>> Begin
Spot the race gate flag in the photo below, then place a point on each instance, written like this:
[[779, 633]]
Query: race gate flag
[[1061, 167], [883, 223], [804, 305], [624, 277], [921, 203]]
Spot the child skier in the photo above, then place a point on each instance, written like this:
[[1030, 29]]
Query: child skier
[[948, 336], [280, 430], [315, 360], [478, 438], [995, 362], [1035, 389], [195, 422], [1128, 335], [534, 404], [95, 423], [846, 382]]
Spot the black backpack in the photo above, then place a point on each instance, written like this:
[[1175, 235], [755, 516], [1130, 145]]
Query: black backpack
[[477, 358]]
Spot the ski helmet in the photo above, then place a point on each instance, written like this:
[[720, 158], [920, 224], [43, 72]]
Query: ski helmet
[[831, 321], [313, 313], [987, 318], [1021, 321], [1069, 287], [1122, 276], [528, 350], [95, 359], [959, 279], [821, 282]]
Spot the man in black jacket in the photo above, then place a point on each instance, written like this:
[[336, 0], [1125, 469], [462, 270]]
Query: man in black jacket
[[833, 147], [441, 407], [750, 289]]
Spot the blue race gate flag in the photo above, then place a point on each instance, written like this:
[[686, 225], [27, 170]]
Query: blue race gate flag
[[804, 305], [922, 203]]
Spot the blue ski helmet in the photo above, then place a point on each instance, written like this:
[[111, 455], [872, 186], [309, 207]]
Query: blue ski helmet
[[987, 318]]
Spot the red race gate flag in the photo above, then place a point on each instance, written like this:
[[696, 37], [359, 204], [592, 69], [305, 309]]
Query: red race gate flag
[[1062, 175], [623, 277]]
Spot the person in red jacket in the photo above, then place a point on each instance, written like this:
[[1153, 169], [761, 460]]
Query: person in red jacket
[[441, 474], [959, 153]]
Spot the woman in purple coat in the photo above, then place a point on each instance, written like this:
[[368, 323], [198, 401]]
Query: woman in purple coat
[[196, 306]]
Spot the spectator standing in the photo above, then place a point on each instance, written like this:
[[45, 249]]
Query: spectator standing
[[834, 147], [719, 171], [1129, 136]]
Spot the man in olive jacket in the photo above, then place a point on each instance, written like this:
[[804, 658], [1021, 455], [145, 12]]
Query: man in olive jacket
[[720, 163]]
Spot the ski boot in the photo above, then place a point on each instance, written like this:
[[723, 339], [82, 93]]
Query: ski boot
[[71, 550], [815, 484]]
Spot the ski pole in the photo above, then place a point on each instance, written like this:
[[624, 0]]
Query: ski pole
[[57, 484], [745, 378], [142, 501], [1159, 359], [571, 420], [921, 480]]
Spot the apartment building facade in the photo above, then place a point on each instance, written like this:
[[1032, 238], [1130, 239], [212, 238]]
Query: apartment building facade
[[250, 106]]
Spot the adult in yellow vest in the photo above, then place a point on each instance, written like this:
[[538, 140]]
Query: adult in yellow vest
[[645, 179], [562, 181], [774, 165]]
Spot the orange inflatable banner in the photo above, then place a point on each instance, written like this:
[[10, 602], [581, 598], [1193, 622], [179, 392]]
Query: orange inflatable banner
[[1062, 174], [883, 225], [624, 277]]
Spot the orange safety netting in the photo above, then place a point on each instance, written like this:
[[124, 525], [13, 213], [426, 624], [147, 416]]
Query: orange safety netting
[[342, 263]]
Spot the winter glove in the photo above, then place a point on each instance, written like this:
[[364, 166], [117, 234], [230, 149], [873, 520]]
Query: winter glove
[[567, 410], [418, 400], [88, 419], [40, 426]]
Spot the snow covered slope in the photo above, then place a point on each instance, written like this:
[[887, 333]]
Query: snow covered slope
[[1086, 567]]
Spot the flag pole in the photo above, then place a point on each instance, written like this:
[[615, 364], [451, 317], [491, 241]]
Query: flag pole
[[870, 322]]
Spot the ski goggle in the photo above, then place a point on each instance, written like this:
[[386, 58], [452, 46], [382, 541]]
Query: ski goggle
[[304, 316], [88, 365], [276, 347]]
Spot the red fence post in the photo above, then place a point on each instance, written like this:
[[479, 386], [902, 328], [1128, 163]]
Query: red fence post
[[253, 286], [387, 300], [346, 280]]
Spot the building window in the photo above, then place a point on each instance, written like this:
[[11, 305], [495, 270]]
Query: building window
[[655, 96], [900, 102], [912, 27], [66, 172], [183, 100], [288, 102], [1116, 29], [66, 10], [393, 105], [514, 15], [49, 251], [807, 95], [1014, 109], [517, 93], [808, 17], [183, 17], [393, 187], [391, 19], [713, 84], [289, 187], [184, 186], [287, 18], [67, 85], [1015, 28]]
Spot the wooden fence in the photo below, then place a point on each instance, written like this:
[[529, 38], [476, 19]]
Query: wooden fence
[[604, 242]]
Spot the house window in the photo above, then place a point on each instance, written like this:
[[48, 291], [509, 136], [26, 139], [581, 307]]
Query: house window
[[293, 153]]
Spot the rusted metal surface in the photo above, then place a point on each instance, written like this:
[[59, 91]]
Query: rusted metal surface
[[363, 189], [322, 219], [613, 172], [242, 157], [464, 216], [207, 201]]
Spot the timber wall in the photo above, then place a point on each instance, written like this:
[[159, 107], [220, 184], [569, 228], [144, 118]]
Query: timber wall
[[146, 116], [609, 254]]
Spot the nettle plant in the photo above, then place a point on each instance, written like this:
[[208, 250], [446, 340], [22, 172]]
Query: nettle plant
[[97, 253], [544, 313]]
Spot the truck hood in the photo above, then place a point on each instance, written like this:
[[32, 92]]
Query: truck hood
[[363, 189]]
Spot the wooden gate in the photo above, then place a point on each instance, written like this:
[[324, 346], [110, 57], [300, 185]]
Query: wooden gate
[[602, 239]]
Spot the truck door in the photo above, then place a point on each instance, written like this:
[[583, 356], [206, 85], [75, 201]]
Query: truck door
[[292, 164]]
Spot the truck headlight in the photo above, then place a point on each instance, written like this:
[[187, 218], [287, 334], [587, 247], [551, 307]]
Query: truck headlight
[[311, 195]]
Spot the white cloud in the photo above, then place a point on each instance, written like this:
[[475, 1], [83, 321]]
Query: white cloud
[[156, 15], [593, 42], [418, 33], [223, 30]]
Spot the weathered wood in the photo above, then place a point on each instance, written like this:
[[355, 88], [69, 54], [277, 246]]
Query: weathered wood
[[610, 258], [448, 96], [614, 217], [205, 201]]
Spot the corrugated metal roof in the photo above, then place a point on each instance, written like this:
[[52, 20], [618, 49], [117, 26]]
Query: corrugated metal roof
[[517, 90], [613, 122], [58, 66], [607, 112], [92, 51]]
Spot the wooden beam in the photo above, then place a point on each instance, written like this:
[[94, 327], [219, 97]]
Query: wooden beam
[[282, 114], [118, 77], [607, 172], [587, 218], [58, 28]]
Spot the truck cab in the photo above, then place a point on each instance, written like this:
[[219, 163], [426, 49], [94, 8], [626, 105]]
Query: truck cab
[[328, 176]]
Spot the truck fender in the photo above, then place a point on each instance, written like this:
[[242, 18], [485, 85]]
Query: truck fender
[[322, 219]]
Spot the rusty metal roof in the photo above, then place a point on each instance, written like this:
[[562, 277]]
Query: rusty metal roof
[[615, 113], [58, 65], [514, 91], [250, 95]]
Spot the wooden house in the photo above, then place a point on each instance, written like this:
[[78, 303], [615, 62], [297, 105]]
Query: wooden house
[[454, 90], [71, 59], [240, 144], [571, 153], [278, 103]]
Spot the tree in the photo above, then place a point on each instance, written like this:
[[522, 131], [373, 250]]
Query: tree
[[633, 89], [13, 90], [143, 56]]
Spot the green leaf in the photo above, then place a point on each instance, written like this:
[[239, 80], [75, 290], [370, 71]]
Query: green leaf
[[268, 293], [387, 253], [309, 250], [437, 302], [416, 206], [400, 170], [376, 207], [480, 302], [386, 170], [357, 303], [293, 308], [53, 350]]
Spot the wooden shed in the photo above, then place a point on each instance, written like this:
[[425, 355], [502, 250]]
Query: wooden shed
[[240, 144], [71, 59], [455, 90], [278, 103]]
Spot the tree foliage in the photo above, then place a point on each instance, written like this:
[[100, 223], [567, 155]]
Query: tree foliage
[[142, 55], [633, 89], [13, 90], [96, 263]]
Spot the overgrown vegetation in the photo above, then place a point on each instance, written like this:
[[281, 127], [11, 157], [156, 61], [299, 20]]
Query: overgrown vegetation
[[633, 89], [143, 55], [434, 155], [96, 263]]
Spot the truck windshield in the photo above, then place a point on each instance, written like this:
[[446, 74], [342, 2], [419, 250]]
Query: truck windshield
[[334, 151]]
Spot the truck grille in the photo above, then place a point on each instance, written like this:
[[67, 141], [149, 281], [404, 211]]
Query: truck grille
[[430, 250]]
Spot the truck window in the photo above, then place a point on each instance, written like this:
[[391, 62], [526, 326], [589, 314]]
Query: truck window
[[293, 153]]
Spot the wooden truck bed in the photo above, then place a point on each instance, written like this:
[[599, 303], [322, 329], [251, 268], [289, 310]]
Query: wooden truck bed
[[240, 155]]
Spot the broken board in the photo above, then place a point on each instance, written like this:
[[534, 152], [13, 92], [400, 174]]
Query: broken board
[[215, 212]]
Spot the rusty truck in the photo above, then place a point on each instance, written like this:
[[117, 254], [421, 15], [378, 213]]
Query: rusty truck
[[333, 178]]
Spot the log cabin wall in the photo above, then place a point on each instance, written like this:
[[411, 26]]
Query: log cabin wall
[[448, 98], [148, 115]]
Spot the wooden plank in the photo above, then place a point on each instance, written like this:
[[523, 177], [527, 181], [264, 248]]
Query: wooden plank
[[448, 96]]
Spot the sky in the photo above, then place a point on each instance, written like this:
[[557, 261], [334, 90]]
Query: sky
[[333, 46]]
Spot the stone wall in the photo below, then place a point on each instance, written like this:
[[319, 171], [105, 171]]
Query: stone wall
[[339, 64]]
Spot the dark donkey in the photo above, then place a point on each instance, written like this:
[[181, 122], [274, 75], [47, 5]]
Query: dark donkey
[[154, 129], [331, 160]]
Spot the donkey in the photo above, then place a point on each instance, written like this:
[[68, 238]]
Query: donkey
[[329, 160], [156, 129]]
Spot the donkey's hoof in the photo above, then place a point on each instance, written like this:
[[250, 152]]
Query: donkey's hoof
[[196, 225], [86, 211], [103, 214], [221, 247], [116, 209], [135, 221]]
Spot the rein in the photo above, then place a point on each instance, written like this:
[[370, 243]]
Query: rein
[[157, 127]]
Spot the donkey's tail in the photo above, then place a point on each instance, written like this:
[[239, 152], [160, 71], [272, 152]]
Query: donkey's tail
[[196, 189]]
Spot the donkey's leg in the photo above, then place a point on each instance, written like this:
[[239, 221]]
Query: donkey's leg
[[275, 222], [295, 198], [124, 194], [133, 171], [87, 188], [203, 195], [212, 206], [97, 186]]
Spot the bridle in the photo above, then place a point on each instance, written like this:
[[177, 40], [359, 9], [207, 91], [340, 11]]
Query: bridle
>> End
STATED PROBLEM — Can you pull out, character for character, the part of the listing that starts with the line containing "Spot the corrugated" and goes on through the line containing "[[633, 89], [13, 90], [143, 56]]", including both of those lines?

THE RESPONSE —
Spot the corrugated metal roof in the photo above, then place a point on each instance, written like this:
[[52, 20], [618, 49], [117, 26]]
Query: corrugated metal roof
[[517, 90], [613, 122], [58, 66], [607, 112], [92, 51]]
Spot the wooden beam in the photo above, then place a point on each instance, written like this:
[[94, 327], [219, 97]]
Query: wooden beam
[[282, 114], [118, 77], [607, 172], [587, 218], [58, 28]]
Spot the truck cab in the photo above, then place a point on each instance, written like this:
[[219, 163], [426, 49], [94, 8], [626, 105]]
Query: truck cab
[[328, 176]]
Spot the truck fender in the photo above, then place a point on each instance, written like this:
[[242, 18], [485, 85]]
Query: truck fender
[[322, 219]]
Spot the rusty metal roof in the photo above, then place a point on each instance, written like this:
[[562, 277]]
Query: rusty metal roof
[[615, 113], [58, 65], [514, 91], [250, 95]]
Spot the wooden house in the photo above, then place a point on each instance, written like this:
[[78, 303], [615, 62], [297, 105]]
Query: wooden house
[[454, 90], [71, 59], [240, 144], [571, 153], [278, 103]]
Spot the tree in the photo above, then place a point on each instance, written like this:
[[522, 131], [373, 250]]
Query: tree
[[633, 89], [13, 90], [143, 56]]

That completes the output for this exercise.